# [TEXTAUSZUG]
Menschen, Tiere, Pflanzen, Mineralien — wir alle sind Teile einer lebendigen Familie.

Seit Urzeiten, so ist es aus dem antiken Griechenland und dem Alten Testament überliefert, versteht sich der Mensch als die Krone der Schöpfung. Nach dem Schöpfungsmythos wurden zunächst das Gestein, dann die Pflanzen, die Tiere und schließlich der Mensch erschaffen. Auch in der Evolutionstheorie steht der Mensch ganz oben. Von hier aus herrschen wir über die Fische im Meer, über die Vögel unter dem Himmel und über alles Getier, das auf Erden kriecht.

Macht euch die Erde untertan. Kaum ein Wort wurde so missverstanden wie dieses. Anstatt sorgsam mit dem uns Anvertrauten umzugehen, machten wir uns daran, es zu beherrschen. Das Resultat jahrtausendelanger Unterdrückung und Ausbeutung haben wir heute vor Augen. Um den Planeten für uns bewohnbar zu erhalten, werden in kopflosen Hauruckverfahren Maßnahmen durchgepeitscht, die Probleme lösen sollen, die seit Jahrzehnten bekannt sind und konsequent verschlimmert wurden.

Die Frage, wie es mit uns weitergehen soll, betrifft uns alle. Wie kann es uns gelingen, die Fürsorge wieder ins Zentrum unserer Bemühungen zu stellen? Wie können wir Frieden finden mit der von uns malträtierten Natur? Wie finden wir erneut in einen vertrauensvollen Umgang mit Tieren, Pflanzen, Elementen? Wie kommen wir in Kontakt mit dem, was das Lebendige beseelt?

(Einträge des Datensatzes)
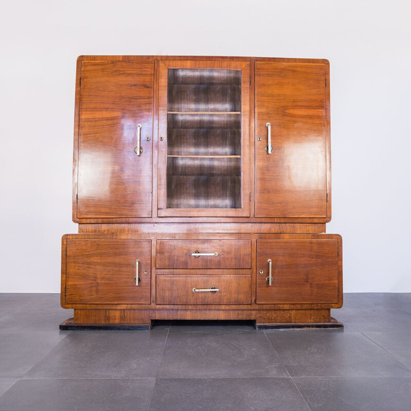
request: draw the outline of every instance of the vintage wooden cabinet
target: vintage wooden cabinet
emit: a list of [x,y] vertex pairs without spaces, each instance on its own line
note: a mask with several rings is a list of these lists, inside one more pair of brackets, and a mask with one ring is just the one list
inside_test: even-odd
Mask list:
[[76,90],[61,328],[342,326],[328,61],[81,56]]

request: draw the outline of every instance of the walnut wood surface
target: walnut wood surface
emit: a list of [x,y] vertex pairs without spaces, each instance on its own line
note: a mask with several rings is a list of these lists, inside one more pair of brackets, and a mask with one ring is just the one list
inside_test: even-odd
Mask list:
[[325,224],[307,223],[185,223],[79,224],[79,233],[83,234],[108,233],[266,233],[274,234],[295,233],[315,234],[325,233]]
[[[156,268],[251,268],[251,240],[160,239],[156,247]],[[196,251],[217,255],[194,257]]]
[[[208,240],[214,239],[220,240],[251,240],[251,295],[253,296],[251,304],[249,306],[250,309],[256,310],[266,310],[271,311],[272,310],[278,309],[307,309],[309,308],[310,309],[322,309],[328,308],[338,308],[341,307],[343,304],[343,283],[342,283],[342,244],[341,242],[341,236],[337,234],[226,234],[221,235],[221,234],[185,234],[184,235],[184,239],[186,240]],[[85,240],[113,240],[117,241],[118,240],[134,240],[134,239],[151,239],[152,240],[152,255],[151,255],[151,266],[153,268],[152,269],[152,296],[155,295],[156,292],[156,276],[157,274],[156,268],[156,242],[160,240],[181,240],[182,239],[181,237],[181,234],[155,234],[155,233],[144,233],[144,234],[125,234],[125,233],[117,233],[117,234],[67,234],[63,236],[62,240],[62,288],[61,288],[61,304],[64,308],[74,308],[74,309],[91,309],[91,308],[99,308],[100,309],[104,309],[105,308],[110,308],[112,306],[109,304],[100,304],[96,305],[88,304],[86,303],[82,303],[79,302],[76,304],[68,303],[66,301],[66,292],[69,293],[69,290],[68,291],[68,285],[66,284],[66,249],[67,246],[67,241],[69,240],[80,240],[81,241]],[[339,290],[339,295],[338,295],[338,299],[335,303],[283,303],[283,304],[256,304],[254,301],[256,295],[256,283],[257,282],[257,268],[256,266],[256,240],[292,240],[295,241],[296,240],[335,240],[338,244],[339,250],[338,252],[340,254],[339,258],[338,259],[338,289]],[[292,242],[290,241],[290,244]],[[194,258],[194,257],[193,257]],[[201,257],[200,257],[201,258]],[[298,261],[298,258],[296,256],[295,261]],[[304,260],[303,260],[302,263],[304,263]],[[214,269],[216,270],[216,275],[220,275],[222,274],[230,274],[232,275],[241,275],[242,273],[234,269],[226,269],[226,273],[218,272],[218,270],[223,270],[223,269]],[[183,270],[184,269],[174,269],[169,270],[170,275],[171,273],[175,273],[177,274],[180,274],[181,270]],[[203,270],[201,272],[199,272],[199,270]],[[237,270],[238,270],[237,269]],[[243,270],[245,270],[243,269]],[[162,275],[166,274],[164,273],[165,270],[161,269],[161,272],[159,272],[159,274]],[[192,273],[191,270],[186,269],[185,271],[190,272],[190,275],[193,275]],[[205,269],[196,269],[194,275],[197,274],[207,274],[207,270]],[[244,274],[247,273],[245,272]],[[258,274],[259,275],[259,274]],[[296,288],[296,289],[297,289]],[[122,304],[118,303],[116,305],[116,307],[118,309],[135,309],[136,308],[142,309],[157,309],[159,306],[156,304],[155,297],[152,297],[152,300],[150,304],[145,305],[138,305],[133,304]],[[161,309],[174,309],[175,306],[162,306]],[[183,308],[183,306],[181,306],[181,308]],[[210,309],[241,309],[240,306],[235,305],[228,305],[225,306],[223,305],[220,305],[217,306],[210,306]],[[244,308],[244,307],[242,307]]]
[[[158,275],[156,300],[159,305],[249,304],[250,282],[250,275]],[[219,291],[193,291],[212,286]]]
[[79,309],[74,310],[74,323],[79,324],[150,324],[152,320],[254,320],[259,324],[329,323],[328,309],[166,310]]
[[[150,240],[68,240],[66,302],[149,304],[151,247]],[[137,259],[141,278],[138,286],[134,281]]]
[[151,217],[154,80],[154,62],[83,62],[79,218]]
[[337,239],[257,240],[257,303],[337,303],[338,246]]
[[256,217],[327,216],[325,78],[323,64],[255,63]]
[[[327,61],[81,56],[76,99],[73,219],[84,234],[63,237],[61,293],[74,323],[330,321],[343,303],[341,237],[308,234],[331,218]],[[132,123],[143,125],[140,157]],[[217,257],[190,255],[215,244]],[[138,287],[136,249],[150,267]],[[192,292],[211,285],[224,293]]]

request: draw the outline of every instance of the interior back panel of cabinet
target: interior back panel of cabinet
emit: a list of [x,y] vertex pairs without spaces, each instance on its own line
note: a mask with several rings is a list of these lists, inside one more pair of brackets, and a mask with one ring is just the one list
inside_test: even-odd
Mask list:
[[241,71],[169,70],[167,207],[241,208]]

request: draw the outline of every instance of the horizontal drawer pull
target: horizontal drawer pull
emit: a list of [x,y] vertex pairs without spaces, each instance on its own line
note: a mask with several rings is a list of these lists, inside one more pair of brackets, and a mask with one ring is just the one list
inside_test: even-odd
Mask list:
[[213,256],[215,256],[216,255],[218,255],[218,253],[200,253],[198,251],[195,251],[194,253],[192,253],[191,255],[193,257],[195,257],[197,258],[200,257],[201,255],[212,255]]
[[214,293],[217,292],[217,291],[219,291],[220,290],[218,288],[216,288],[215,287],[213,286],[213,287],[210,287],[210,288],[193,288],[193,292],[207,292],[207,291],[209,291],[210,292]]

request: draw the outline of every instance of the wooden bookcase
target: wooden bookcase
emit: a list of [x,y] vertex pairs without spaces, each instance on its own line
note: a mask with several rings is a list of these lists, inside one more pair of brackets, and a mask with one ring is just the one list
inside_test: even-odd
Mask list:
[[327,60],[81,56],[61,328],[342,327],[330,153]]

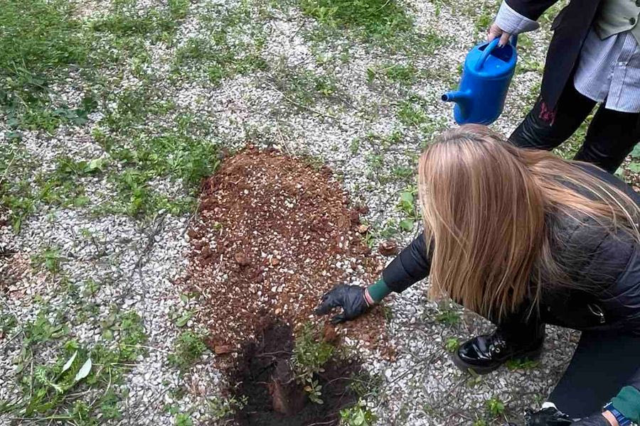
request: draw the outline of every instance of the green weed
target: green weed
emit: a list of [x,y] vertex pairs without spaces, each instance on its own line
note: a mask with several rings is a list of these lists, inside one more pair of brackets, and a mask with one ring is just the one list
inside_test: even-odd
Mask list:
[[50,247],[34,256],[32,260],[36,268],[42,266],[51,273],[57,273],[60,271],[62,256],[60,248]]
[[340,425],[342,426],[372,426],[377,420],[362,402],[340,410]]
[[174,352],[170,354],[169,361],[183,372],[188,371],[198,362],[207,350],[202,336],[192,331],[186,331],[176,339]]

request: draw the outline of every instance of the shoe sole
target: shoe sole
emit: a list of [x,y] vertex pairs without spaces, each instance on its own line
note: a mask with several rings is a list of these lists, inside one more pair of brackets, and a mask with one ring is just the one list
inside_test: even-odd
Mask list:
[[458,355],[458,351],[456,351],[452,355],[452,360],[454,364],[458,367],[459,369],[462,370],[465,373],[470,372],[469,370],[473,370],[473,372],[476,374],[483,375],[488,374],[491,371],[495,371],[501,366],[502,366],[509,359],[519,359],[519,360],[526,360],[529,359],[530,361],[535,361],[540,358],[540,354],[542,354],[542,348],[538,348],[537,349],[529,351],[528,352],[523,352],[523,354],[518,354],[515,356],[512,356],[511,358],[508,358],[505,359],[503,362],[501,362],[498,364],[491,366],[488,367],[483,367],[481,366],[476,366],[471,364],[469,364],[462,360],[460,358],[460,356]]

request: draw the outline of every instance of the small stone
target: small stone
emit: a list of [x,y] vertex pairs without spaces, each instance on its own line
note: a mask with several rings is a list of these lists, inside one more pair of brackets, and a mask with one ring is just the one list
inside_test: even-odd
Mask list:
[[231,348],[231,346],[227,344],[220,344],[213,346],[213,352],[216,355],[223,355],[225,354],[229,354],[233,350],[233,349]]
[[398,244],[393,240],[386,240],[380,244],[378,251],[383,256],[393,256],[398,253]]
[[242,251],[236,253],[233,258],[235,259],[235,263],[240,266],[247,266],[251,263],[249,261],[249,258],[247,257],[247,255]]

# [AUFGABEN]
**A)** Nennen Sie alle Glieder der lebendigen Familie, die der erste Satz des Textauszugs über Mensch und Natur aufzählt.
**B)** Greifen Sie den Textauszug über Mensch und Natur nach seinem letzten Satz auf und schreiben Sie ihn weiter.

# [LÖSUNGEN]
**A)** Menschen, Tiere, Pflanzen, Mineralien

**B)**
Geplündert

Tiere, Pflanzen, Mineralien — was wir zur bloßen Ressource gemacht haben, sind keine toten Dinge. Was wir geplündert und jahrhundertelang in kalten Laboratorien auseinandergenommen und gequält haben, sind lebendige Organismen. Sie sind Natur. So wie wir. Wir gehören alle zusammen. Doch wir haben getrennt, was zusammengehört, und auseinandergerissen, was ursprünglich eins war.

Unsere Umwelt definieren wir als das, was von außen auf uns einwirkt und für unser Leben bedeutsam ist. Wir begreifen uns nicht mehr als Teile eines Ganzen, die sich in stetiger Wechselwirkung gemeinsam weiterentwickeln. Wir sehen nicht, dass es kein Außen gibt und wir alle im selben Boot sitzen.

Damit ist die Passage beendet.